[Contour annotation records]
--- begin ---

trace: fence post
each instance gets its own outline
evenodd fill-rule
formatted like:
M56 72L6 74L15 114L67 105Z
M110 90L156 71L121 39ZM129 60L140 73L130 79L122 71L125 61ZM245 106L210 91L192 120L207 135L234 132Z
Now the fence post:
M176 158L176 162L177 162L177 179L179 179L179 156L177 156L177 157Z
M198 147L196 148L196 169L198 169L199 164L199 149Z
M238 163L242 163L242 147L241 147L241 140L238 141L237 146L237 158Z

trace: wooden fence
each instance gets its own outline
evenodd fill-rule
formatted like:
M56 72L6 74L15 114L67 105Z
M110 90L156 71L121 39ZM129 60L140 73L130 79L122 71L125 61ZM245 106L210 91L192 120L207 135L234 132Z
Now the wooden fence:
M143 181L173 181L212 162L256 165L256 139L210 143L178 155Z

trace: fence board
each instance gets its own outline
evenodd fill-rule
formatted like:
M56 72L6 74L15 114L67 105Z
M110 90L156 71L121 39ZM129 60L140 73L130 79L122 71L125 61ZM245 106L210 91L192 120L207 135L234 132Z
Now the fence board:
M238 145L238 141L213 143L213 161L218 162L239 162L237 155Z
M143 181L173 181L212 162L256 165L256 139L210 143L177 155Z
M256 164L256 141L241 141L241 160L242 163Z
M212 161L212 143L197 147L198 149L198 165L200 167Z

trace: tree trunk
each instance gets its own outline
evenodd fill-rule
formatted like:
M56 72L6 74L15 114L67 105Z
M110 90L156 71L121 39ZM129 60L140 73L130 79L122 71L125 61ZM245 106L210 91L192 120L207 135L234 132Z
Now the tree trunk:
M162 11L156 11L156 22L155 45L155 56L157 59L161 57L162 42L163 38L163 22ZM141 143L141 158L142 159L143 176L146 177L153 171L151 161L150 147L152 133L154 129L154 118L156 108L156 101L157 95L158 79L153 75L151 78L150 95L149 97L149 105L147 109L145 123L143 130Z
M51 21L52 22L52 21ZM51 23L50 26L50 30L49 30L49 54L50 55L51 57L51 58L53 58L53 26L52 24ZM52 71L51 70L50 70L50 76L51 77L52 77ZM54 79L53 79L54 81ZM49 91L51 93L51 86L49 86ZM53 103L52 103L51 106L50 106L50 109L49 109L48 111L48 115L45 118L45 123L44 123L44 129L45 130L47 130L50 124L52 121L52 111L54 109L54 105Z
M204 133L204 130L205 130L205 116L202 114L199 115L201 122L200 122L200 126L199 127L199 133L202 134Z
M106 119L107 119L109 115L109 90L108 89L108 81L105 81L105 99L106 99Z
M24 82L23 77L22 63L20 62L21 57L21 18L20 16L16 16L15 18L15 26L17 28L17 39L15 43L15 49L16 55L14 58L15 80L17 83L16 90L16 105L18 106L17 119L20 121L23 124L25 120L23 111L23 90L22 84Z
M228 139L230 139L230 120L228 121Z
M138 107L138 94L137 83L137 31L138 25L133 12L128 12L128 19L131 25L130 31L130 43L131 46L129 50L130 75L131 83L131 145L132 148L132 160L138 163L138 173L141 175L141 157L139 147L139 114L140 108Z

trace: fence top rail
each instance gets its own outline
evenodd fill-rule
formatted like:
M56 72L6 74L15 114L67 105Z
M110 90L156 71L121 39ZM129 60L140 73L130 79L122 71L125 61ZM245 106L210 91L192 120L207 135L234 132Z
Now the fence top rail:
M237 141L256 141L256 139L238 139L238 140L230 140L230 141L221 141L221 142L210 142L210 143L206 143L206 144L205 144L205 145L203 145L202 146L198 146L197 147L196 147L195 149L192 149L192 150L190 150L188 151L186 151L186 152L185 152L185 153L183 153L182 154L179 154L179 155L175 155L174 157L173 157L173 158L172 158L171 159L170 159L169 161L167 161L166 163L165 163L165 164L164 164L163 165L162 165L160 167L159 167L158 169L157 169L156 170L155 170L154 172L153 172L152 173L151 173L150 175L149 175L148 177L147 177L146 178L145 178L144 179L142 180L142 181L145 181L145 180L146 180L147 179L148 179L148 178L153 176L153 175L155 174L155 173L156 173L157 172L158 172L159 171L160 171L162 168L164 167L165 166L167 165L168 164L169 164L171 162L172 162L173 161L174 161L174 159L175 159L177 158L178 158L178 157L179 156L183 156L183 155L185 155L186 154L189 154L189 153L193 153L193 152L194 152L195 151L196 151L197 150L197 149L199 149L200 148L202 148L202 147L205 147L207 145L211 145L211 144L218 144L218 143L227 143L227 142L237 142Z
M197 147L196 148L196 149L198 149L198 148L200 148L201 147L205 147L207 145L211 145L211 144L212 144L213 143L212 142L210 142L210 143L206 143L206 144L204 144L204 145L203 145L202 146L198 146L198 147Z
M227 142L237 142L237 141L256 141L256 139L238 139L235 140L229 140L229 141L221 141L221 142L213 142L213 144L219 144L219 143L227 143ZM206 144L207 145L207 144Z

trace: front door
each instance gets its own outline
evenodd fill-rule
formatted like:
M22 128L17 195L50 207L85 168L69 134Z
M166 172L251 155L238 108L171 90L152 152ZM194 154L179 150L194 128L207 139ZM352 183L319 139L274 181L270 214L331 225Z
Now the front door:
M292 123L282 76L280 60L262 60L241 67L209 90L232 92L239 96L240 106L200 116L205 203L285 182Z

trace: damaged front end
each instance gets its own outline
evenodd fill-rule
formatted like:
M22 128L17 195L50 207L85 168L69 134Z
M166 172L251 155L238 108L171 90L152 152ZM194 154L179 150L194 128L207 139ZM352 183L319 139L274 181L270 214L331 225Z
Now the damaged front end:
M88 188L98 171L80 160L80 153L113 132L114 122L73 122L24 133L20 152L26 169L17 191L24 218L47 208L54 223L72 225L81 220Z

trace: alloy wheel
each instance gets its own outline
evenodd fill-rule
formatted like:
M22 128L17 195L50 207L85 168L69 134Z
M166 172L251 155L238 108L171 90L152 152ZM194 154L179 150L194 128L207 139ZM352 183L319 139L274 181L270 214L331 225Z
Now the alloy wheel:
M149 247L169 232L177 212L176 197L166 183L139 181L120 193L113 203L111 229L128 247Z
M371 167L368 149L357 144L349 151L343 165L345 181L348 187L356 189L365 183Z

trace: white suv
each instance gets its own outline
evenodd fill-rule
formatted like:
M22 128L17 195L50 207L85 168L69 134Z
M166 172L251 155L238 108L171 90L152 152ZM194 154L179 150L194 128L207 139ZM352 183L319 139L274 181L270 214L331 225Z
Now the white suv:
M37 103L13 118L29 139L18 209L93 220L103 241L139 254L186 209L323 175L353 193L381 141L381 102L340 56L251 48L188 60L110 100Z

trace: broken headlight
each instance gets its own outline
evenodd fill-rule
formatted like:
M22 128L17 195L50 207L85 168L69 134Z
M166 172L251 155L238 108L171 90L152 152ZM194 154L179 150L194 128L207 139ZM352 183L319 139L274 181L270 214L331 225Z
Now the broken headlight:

--- end ---

● **GIVEN TASK**
Copy every line of the records above verbatim, keeping each character and line break unchanged.

● **WRITTEN ANSWER**
trace: fence post
each instance gets its own outline
evenodd fill-rule
formatted like:
M56 72L6 74L15 114L67 105Z
M110 90L156 71L121 39ZM129 60L140 73L130 79L122 71L125 61ZM245 106L210 91L192 120L207 135L234 132Z
Now the fence post:
M176 158L176 162L177 162L177 179L179 179L179 156L177 156L177 157Z
M198 147L196 148L196 169L198 169L199 164L199 149Z
M238 163L242 163L242 147L241 147L241 140L238 141L237 146L237 158Z

trace: wooden fence
each instance gets its own outline
evenodd fill-rule
formatted like:
M56 72L6 74L15 114L67 105Z
M110 90L156 71L121 39ZM129 60L140 73L130 79L122 71L125 61ZM245 106L210 91L192 120L207 135L234 132Z
Now the wooden fence:
M143 181L173 181L212 162L256 165L256 139L210 143L178 155Z

trace: fence board
each instance gets its own outline
evenodd fill-rule
formatted like:
M56 72L6 74L15 114L67 105Z
M110 90L156 71L121 39ZM129 60L140 73L130 79L122 71L125 61ZM245 106L210 91L192 120L207 135L234 132Z
Now the fence board:
M238 145L238 141L213 143L213 161L218 162L239 162L237 155Z
M143 181L173 181L212 162L256 165L256 139L210 143L177 155Z
M256 164L256 141L241 141L241 160L242 163Z
M212 161L212 143L197 147L198 149L198 165L200 167Z

trace: tree trunk
each instance gets its own outline
evenodd fill-rule
formatted like:
M56 72L6 74L15 114L67 105Z
M110 90L156 71L121 39ZM129 60L140 73L130 79L122 71L125 61ZM245 106L210 91L192 120L207 135L234 132Z
Now the tree trunk:
M162 11L156 11L156 22L155 45L155 56L157 59L161 57L162 42L163 38L163 22ZM141 143L141 158L142 159L143 176L146 177L153 171L151 161L150 147L152 133L154 129L154 118L156 108L156 101L157 95L158 79L153 75L151 78L150 95L149 97L149 105L147 109L145 123L143 130Z
M51 21L52 22L52 21ZM51 23L50 26L50 30L49 30L49 54L50 55L51 57L51 58L53 58L53 26L52 24ZM52 71L51 70L50 70L50 76L51 77L52 77ZM54 79L53 79L54 81ZM49 91L51 93L51 86L49 86ZM53 103L52 103L51 106L50 106L50 109L49 109L48 111L48 115L45 118L45 123L44 123L44 129L45 130L47 130L50 124L52 121L52 111L54 109L54 105Z
M204 133L204 130L205 130L205 116L202 114L199 115L201 122L200 122L200 126L199 127L199 133L202 134Z
M106 119L107 119L109 115L109 90L108 89L108 81L105 81L105 99L106 99Z
M24 82L23 77L22 63L20 62L21 57L21 18L20 16L16 16L15 18L15 26L17 28L17 39L15 43L15 49L16 55L14 58L15 80L17 83L16 90L16 105L18 106L17 119L20 121L23 124L25 120L23 111L23 90L22 84Z
M228 139L230 139L230 120L228 121Z
M138 107L138 94L137 83L137 31L138 25L133 12L128 12L128 19L131 25L130 31L130 43L131 46L129 50L130 75L131 83L131 145L132 148L132 160L138 163L138 173L141 175L141 157L139 147L139 114L140 108Z

trace: fence top rail
each instance gets its own outline
evenodd fill-rule
formatted like:
M56 72L6 74L15 114L67 105Z
M110 90L156 71L121 39ZM129 60L140 73L130 79L122 71L125 61ZM245 106L210 91L192 120L207 135L234 132Z
Now the fence top rail:
M237 141L256 141L256 139L238 139L238 140L230 140L230 141L221 141L221 142L210 142L210 143L206 143L206 144L205 144L205 145L203 145L202 146L198 146L197 147L196 147L195 149L192 149L192 150L190 150L188 151L186 151L186 152L185 152L185 153L183 153L182 154L179 154L179 155L175 155L174 157L173 157L173 158L172 158L171 159L170 159L169 161L167 161L166 163L165 163L165 164L164 164L163 165L162 165L160 167L159 167L158 169L157 169L156 170L155 170L154 172L153 172L152 173L151 173L150 175L149 175L148 177L147 177L146 178L145 178L144 179L142 180L142 181L145 181L145 180L146 180L147 179L148 179L148 178L153 176L153 175L155 174L155 173L156 173L157 172L158 172L159 171L160 171L162 168L164 167L165 166L167 165L168 164L169 164L171 162L172 162L173 161L174 161L174 159L175 159L177 158L178 158L178 157L179 156L183 156L183 155L185 155L186 154L189 154L189 153L193 153L193 152L194 152L195 151L196 151L197 150L197 149L199 149L200 148L202 148L202 147L205 147L207 145L211 145L211 144L218 144L218 143L227 143L227 142L237 142Z
M197 147L196 148L196 149L198 149L198 148L200 148L201 147L205 147L207 145L211 145L211 144L212 144L213 143L212 142L210 142L210 143L206 143L206 144L204 144L204 145L203 145L202 146L198 146L198 147Z
M227 142L237 142L237 141L256 141L256 139L238 139L235 140L229 140L229 141L221 141L221 142L213 142L213 144L219 144L219 143L227 143ZM206 144L207 145L207 144Z

trace: front door
each instance gets its own outline
evenodd fill-rule
formatted like:
M22 128L17 195L50 207L85 168L69 134Z
M166 172L251 155L238 108L171 90L152 152ZM194 154L179 150L194 128L207 139ZM352 183L319 139L274 181L270 214L331 225Z
Now the front door:
M292 123L282 76L280 60L262 60L241 67L209 90L232 92L239 96L240 106L200 116L205 203L285 182Z

trace: damaged front end
each instance gets its own outline
evenodd fill-rule
formatted like:
M22 128L17 195L50 207L85 168L69 134Z
M166 172L251 155L238 108L171 90L152 152ZM194 154L179 150L194 128L207 139ZM352 183L319 139L274 181L270 214L331 225Z
Now the damaged front end:
M88 188L98 171L80 160L80 153L113 132L114 122L73 122L24 133L20 152L26 169L17 191L24 218L47 208L54 223L72 225L81 220Z

trace: alloy wheel
each instance gets its own outline
evenodd fill-rule
formatted like:
M22 128L17 195L50 207L85 168L69 134Z
M166 172L251 155L238 108L171 90L152 152ZM194 154L179 150L194 128L207 139ZM352 183L319 139L274 181L270 214L331 225Z
Now the alloy wheel:
M149 247L169 232L177 212L176 197L166 183L139 181L120 193L113 203L111 229L128 247Z
M371 167L368 149L357 144L349 151L343 165L345 181L348 187L356 189L365 183Z

trace: white suv
each instance gets its own outline
evenodd fill-rule
formatted like:
M22 128L17 195L50 207L85 168L69 134Z
M166 172L251 155L238 108L171 90L152 152ZM194 154L179 150L194 128L207 139ZM352 183L319 139L274 181L270 214L331 225Z
Now the white suv:
M37 103L13 118L29 139L18 209L93 220L103 241L139 254L186 209L323 175L353 193L381 141L381 102L340 56L251 48L188 60L110 100Z

trace: broken headlight
each instance gets its own outline
evenodd fill-rule
formatted like:
M22 128L17 195L50 207L85 168L69 134Z
M166 172L251 155L238 108L171 90L152 152ZM194 154L179 150L194 128L207 139ZM352 183L319 139L274 181L270 214L331 225Z
Now the broken headlight:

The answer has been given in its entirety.